**ASSIGNMENT**.
Pictures excluded, return the lines below from the first through the line holding "Where can the keyboard".

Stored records
*** Block opens ***
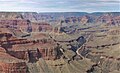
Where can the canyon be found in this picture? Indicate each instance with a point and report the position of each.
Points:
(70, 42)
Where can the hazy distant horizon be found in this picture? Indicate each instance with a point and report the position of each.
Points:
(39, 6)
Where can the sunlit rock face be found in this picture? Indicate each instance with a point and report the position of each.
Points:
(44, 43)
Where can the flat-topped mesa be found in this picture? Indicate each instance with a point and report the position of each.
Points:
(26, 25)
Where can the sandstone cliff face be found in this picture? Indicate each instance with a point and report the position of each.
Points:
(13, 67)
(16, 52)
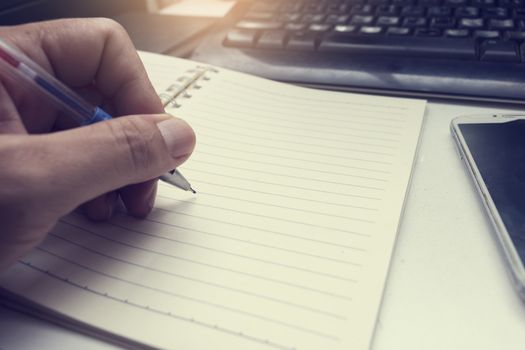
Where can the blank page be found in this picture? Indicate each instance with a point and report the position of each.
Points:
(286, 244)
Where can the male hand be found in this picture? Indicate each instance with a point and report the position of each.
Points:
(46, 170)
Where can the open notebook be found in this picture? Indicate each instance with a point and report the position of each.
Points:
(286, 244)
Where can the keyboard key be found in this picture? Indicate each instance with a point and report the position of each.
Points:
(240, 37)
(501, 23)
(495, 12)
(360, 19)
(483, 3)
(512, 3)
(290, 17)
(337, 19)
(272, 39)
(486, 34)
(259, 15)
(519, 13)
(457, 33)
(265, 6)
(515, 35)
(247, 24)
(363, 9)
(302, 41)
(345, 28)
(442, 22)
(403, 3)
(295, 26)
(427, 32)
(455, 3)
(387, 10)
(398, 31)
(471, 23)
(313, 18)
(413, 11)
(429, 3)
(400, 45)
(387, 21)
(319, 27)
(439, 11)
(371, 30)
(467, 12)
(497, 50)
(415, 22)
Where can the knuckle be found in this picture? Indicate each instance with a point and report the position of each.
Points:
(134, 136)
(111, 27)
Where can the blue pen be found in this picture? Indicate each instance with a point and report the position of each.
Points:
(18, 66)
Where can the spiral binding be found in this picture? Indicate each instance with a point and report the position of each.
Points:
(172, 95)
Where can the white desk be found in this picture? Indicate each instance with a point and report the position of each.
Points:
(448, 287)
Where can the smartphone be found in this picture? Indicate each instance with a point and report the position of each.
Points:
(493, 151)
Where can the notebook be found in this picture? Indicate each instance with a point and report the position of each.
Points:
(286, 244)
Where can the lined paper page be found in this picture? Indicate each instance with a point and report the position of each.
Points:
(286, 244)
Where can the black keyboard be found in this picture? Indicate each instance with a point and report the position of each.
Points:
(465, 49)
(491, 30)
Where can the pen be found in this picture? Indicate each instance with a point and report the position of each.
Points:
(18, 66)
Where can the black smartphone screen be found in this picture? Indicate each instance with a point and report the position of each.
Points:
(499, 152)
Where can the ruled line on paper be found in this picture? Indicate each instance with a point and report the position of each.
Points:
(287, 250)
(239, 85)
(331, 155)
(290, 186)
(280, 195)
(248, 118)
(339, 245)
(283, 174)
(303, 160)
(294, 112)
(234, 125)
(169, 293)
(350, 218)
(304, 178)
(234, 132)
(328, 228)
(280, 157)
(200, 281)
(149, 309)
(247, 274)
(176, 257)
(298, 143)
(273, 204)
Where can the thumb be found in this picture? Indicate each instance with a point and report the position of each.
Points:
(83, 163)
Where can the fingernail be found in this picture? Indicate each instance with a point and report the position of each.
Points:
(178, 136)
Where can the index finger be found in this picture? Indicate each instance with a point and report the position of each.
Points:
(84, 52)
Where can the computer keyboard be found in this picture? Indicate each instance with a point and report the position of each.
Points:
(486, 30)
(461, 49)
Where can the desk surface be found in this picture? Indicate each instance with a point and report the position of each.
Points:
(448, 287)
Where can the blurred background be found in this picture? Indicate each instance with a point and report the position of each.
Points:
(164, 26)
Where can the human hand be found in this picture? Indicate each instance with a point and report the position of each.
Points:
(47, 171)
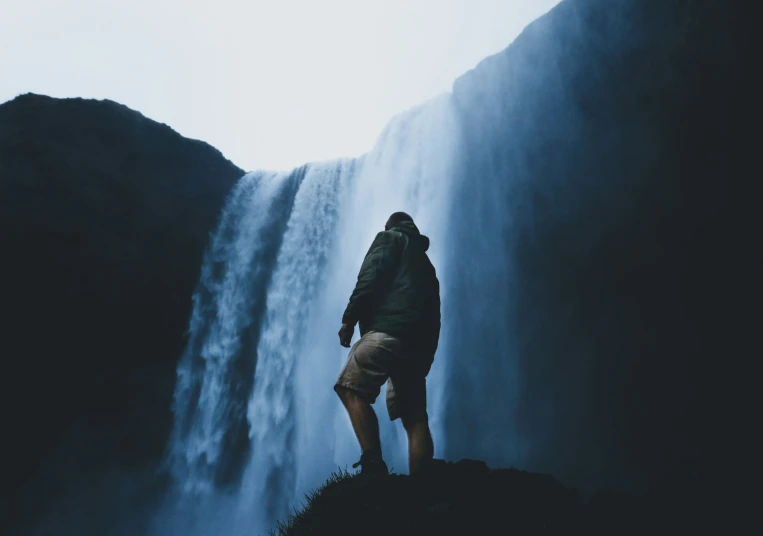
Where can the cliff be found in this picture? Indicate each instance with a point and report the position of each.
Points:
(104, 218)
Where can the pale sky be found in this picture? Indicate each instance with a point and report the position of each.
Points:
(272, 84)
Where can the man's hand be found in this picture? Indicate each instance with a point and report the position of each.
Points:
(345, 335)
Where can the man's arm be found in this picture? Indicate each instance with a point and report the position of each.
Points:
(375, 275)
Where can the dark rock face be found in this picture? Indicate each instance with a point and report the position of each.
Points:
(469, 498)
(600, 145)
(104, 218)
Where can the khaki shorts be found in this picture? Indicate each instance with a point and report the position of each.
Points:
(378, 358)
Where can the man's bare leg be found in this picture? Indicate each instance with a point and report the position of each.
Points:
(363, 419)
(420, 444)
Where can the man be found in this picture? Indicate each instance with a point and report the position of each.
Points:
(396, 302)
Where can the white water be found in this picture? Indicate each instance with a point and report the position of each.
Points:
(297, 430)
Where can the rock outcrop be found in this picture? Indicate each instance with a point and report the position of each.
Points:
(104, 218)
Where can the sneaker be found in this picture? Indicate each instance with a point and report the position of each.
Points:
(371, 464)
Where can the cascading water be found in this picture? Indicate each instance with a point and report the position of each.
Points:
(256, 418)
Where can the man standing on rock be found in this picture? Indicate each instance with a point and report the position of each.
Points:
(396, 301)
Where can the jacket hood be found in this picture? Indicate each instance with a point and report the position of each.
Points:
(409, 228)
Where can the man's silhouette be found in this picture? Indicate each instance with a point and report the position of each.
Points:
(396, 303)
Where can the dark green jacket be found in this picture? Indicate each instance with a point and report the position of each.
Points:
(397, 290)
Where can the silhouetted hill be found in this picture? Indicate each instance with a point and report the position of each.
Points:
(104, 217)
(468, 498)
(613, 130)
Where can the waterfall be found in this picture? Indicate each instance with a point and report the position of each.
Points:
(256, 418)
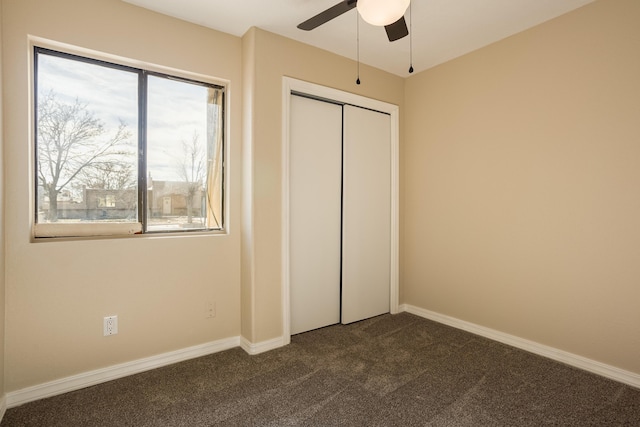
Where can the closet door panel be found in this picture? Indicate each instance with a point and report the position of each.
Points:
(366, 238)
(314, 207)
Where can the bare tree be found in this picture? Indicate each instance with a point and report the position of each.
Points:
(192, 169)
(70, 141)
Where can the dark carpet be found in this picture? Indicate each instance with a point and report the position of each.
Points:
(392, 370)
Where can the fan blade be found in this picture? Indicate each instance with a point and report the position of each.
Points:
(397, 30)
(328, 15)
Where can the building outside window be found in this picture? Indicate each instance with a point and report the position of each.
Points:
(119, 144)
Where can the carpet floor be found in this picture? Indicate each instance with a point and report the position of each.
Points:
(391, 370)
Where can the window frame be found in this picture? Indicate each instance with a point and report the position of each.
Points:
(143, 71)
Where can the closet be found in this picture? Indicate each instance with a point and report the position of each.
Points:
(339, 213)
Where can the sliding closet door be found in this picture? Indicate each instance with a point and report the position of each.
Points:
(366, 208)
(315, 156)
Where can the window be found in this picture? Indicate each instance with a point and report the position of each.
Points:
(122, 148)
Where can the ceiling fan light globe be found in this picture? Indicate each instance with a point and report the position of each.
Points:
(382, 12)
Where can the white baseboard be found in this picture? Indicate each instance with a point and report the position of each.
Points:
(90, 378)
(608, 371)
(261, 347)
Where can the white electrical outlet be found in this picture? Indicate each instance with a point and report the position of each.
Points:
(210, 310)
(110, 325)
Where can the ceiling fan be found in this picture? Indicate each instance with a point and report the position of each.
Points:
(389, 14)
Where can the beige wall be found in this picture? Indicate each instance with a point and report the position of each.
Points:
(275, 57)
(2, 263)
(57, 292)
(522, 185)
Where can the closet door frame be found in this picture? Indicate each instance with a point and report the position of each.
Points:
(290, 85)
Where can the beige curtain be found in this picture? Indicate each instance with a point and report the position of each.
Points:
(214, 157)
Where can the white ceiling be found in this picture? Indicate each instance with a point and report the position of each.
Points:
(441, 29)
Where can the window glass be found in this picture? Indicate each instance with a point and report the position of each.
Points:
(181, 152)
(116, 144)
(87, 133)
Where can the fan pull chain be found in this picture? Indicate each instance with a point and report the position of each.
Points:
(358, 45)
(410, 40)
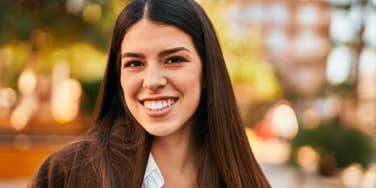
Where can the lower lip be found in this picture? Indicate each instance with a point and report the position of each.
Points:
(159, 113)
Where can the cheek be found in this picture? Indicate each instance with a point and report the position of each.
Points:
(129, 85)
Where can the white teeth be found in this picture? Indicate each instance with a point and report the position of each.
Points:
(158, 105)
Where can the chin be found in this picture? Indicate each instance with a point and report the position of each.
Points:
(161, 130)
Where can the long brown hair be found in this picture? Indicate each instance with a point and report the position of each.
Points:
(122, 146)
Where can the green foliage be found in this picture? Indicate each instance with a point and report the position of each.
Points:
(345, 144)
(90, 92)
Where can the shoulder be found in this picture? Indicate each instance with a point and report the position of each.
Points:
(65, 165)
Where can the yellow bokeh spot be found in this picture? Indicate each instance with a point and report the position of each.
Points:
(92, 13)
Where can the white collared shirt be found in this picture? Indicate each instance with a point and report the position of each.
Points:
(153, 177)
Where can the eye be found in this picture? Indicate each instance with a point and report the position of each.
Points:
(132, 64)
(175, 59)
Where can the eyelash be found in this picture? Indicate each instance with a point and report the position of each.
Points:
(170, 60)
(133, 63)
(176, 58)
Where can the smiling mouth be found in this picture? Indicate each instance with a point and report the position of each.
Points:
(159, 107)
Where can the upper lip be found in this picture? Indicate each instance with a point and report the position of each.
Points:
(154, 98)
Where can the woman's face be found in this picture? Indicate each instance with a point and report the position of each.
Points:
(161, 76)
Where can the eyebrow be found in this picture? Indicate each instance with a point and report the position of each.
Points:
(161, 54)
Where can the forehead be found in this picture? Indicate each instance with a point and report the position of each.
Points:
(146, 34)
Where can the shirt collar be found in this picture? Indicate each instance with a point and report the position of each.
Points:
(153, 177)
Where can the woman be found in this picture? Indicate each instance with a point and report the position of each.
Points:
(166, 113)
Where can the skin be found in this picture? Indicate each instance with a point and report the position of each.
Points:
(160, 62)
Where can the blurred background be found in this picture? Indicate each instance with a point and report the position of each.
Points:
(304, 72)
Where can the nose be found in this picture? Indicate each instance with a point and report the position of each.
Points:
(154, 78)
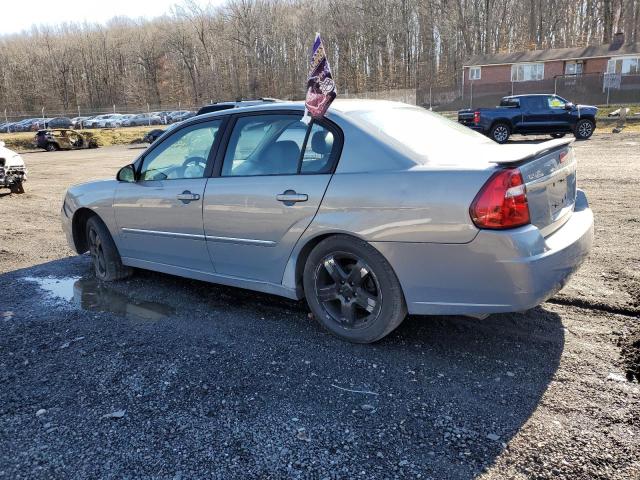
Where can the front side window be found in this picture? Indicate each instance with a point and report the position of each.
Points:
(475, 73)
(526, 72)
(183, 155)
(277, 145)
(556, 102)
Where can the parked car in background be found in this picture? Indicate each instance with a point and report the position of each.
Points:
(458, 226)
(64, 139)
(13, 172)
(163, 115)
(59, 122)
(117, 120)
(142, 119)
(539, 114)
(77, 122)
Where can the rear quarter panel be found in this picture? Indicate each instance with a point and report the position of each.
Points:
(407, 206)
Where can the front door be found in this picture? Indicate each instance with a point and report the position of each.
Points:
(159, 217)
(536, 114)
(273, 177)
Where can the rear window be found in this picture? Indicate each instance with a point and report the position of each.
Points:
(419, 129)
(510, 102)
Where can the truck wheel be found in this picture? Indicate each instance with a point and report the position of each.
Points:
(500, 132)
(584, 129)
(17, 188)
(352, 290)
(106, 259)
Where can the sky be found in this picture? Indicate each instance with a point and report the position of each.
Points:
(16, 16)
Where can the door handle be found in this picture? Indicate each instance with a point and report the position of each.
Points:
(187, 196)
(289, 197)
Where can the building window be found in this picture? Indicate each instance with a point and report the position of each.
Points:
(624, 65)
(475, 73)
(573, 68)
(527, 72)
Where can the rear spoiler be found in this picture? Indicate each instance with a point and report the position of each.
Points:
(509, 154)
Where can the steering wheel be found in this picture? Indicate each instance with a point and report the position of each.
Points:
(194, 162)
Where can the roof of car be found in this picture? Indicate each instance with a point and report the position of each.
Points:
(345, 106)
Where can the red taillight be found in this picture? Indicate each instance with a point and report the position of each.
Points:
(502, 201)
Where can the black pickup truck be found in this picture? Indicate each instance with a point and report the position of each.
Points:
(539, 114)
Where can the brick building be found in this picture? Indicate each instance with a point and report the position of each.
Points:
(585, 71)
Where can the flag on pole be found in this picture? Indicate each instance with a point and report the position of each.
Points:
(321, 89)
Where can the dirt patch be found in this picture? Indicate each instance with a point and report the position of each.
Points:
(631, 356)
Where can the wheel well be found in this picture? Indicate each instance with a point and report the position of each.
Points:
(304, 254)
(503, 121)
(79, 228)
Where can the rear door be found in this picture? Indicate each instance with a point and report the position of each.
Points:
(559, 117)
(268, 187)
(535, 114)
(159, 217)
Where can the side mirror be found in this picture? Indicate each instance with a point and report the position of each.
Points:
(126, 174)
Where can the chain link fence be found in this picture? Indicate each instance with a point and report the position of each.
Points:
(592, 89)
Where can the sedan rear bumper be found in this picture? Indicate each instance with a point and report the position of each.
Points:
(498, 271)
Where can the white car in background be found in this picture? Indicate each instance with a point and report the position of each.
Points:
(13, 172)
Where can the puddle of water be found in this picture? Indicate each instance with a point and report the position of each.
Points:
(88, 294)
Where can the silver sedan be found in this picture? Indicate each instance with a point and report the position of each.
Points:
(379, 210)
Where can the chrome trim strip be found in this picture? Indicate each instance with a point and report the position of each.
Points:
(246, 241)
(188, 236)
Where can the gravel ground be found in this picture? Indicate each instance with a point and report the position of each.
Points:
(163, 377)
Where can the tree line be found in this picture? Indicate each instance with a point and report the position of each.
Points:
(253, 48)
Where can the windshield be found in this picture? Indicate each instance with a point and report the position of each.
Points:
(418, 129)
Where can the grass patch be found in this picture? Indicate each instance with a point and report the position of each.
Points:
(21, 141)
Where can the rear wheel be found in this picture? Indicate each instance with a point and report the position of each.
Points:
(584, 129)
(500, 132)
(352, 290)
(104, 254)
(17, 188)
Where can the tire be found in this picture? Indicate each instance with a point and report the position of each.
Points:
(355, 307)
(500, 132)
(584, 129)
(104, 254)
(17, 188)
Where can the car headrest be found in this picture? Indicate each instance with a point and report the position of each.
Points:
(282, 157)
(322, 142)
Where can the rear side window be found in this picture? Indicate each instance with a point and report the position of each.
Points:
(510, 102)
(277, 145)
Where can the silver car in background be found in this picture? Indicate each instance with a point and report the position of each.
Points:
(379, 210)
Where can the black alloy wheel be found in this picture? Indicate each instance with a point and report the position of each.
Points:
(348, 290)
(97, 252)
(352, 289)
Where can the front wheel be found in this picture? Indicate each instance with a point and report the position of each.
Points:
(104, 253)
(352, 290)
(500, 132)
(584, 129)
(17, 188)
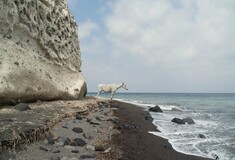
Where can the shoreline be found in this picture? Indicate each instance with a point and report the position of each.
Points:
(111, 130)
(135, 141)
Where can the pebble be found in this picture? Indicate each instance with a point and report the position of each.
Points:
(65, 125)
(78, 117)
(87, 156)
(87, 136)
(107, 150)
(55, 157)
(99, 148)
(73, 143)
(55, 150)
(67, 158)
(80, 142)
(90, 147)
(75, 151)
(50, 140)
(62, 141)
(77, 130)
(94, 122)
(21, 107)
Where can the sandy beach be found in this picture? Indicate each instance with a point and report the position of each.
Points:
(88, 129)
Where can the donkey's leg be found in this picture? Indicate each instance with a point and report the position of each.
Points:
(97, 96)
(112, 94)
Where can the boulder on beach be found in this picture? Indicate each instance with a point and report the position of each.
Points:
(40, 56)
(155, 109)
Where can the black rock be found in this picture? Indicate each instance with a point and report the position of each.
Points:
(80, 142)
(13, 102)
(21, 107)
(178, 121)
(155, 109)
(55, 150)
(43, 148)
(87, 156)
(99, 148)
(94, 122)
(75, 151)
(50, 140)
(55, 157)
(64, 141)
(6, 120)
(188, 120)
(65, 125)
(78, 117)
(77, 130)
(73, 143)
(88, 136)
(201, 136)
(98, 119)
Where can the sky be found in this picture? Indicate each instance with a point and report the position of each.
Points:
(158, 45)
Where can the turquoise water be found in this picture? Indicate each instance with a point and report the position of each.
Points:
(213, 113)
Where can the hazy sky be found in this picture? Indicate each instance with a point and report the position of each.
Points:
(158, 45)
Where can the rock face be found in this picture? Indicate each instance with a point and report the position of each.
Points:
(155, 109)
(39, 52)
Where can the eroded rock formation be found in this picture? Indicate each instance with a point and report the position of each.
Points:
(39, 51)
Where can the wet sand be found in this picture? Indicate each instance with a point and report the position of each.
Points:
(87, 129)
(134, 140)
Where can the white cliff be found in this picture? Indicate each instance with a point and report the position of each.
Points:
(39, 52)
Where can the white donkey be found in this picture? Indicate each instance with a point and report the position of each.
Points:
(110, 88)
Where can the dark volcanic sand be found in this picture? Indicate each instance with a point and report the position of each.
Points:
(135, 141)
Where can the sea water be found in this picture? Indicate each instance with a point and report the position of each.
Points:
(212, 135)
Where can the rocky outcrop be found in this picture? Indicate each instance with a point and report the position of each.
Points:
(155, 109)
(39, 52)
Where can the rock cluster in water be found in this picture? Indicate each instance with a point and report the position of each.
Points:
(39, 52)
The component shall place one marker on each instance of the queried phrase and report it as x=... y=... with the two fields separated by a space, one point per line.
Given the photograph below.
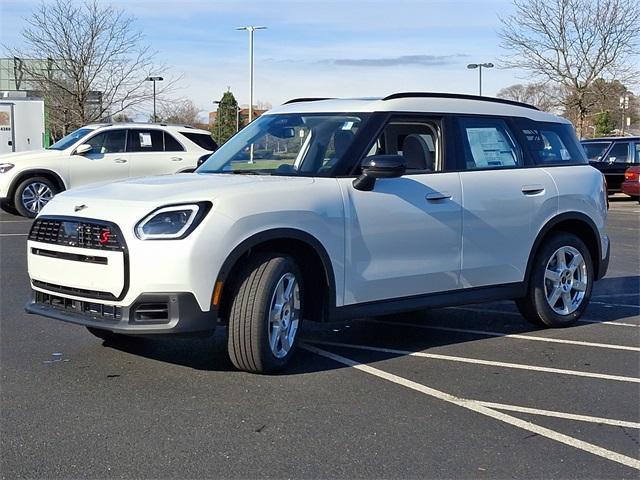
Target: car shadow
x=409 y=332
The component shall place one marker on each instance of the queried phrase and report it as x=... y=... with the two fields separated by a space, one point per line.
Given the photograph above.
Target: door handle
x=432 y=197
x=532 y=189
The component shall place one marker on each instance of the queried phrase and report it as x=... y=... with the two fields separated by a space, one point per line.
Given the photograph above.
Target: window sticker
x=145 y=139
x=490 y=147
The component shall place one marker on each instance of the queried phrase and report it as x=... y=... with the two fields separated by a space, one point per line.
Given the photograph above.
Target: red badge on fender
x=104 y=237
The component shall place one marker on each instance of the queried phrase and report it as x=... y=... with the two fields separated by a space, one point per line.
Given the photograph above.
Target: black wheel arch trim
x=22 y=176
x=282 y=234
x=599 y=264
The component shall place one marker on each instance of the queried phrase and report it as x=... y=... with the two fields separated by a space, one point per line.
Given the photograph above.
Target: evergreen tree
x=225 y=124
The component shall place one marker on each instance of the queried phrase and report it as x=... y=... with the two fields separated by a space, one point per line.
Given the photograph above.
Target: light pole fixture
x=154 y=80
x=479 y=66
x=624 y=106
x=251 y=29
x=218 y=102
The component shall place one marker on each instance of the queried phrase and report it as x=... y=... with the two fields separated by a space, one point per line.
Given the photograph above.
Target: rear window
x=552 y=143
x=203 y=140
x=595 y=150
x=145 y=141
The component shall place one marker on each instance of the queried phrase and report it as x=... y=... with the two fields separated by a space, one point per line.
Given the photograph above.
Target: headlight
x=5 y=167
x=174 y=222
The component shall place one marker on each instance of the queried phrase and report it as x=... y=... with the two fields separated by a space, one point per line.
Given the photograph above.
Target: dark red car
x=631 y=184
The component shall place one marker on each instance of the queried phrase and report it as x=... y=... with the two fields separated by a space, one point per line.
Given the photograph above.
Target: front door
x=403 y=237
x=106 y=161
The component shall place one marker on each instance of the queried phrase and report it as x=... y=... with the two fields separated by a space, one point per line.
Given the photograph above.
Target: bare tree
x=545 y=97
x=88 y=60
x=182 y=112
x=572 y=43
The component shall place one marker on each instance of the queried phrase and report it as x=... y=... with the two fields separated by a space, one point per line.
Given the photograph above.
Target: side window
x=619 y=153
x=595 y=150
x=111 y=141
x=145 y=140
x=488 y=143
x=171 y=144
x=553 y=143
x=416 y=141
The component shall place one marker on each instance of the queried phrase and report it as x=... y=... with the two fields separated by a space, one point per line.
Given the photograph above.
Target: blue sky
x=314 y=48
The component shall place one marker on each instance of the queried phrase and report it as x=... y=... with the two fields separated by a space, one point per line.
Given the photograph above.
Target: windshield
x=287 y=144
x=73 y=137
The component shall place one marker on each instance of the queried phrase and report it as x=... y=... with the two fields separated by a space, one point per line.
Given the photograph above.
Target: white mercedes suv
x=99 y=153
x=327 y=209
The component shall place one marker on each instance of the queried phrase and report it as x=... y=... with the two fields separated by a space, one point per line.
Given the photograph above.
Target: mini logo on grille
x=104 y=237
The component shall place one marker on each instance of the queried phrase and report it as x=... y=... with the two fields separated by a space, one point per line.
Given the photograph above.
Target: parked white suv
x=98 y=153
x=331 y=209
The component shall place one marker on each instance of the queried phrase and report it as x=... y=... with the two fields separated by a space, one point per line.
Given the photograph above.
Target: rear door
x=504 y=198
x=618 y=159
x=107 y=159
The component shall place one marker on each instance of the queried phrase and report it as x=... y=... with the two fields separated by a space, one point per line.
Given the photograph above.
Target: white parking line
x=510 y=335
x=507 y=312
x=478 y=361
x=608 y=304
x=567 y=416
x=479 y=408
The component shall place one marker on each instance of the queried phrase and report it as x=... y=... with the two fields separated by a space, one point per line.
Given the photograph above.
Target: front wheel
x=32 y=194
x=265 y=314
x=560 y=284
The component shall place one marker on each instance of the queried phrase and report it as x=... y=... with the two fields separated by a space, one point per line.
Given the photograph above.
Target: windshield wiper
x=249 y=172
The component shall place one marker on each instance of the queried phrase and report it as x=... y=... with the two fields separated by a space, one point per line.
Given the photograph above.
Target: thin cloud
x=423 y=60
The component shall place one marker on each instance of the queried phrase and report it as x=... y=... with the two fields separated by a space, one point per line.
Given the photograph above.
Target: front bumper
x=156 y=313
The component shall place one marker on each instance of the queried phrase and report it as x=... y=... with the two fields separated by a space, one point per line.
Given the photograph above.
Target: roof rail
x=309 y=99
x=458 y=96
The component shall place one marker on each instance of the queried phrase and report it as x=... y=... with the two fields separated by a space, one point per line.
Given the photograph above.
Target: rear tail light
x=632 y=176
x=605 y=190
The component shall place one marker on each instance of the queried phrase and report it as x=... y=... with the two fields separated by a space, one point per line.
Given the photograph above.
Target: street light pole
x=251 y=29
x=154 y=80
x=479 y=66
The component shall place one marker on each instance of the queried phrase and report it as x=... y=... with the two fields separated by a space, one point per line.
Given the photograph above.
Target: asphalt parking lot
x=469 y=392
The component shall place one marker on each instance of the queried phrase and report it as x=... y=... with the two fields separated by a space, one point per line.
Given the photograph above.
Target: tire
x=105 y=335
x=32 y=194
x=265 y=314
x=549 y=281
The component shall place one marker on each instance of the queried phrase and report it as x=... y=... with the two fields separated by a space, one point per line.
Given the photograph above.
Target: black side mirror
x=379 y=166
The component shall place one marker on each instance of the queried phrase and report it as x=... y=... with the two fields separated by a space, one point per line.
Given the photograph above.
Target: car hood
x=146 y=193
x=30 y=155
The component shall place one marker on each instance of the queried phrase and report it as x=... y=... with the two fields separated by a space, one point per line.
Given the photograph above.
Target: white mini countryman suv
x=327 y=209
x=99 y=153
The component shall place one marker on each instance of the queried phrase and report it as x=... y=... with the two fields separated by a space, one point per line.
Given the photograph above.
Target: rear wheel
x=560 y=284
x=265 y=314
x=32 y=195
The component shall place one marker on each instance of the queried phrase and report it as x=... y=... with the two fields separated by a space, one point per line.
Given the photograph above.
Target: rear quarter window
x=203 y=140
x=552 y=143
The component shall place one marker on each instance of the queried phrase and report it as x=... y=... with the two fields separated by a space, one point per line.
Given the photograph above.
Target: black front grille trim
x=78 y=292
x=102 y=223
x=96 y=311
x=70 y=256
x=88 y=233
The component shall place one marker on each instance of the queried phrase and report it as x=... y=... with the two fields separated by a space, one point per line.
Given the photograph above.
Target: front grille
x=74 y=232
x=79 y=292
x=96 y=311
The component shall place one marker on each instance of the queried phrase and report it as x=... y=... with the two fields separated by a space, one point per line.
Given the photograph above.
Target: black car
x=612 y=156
*** Block closes ***
**EXERCISE RESPONSE**.
Where can the canyon be found in this picture? Indicate each instance with a point and report the position of each.
Points:
(70, 42)
Where can the hazy distant horizon be found in this picture? Indicate each instance with a point and report the position of each.
Points:
(39, 6)
Where can the sunlit rock face be found in this picture? Indicate each instance with a point and report the position of each.
Points:
(44, 43)
Where can the flat-topped mesa be found in this picture? Indicate each instance with a point and report the position of each.
Points:
(26, 25)
Where can the sandstone cliff face be found in this picture? Indicate each instance with a point and report the position of each.
Points:
(13, 67)
(16, 52)
Where can the blank page be found in this picture? Indicate each instance with a point and report the position of each.
Points:
(286, 244)
Where can the male hand be found in this picture? Indicate each instance with a point and report the position of each.
Points:
(46, 170)
Where can the open notebook be found in this picture? Indicate each instance with a point and report the position of each.
Points:
(286, 244)
Where can the keyboard key be found in this picture? Indicate each instance with a point and report the position of each.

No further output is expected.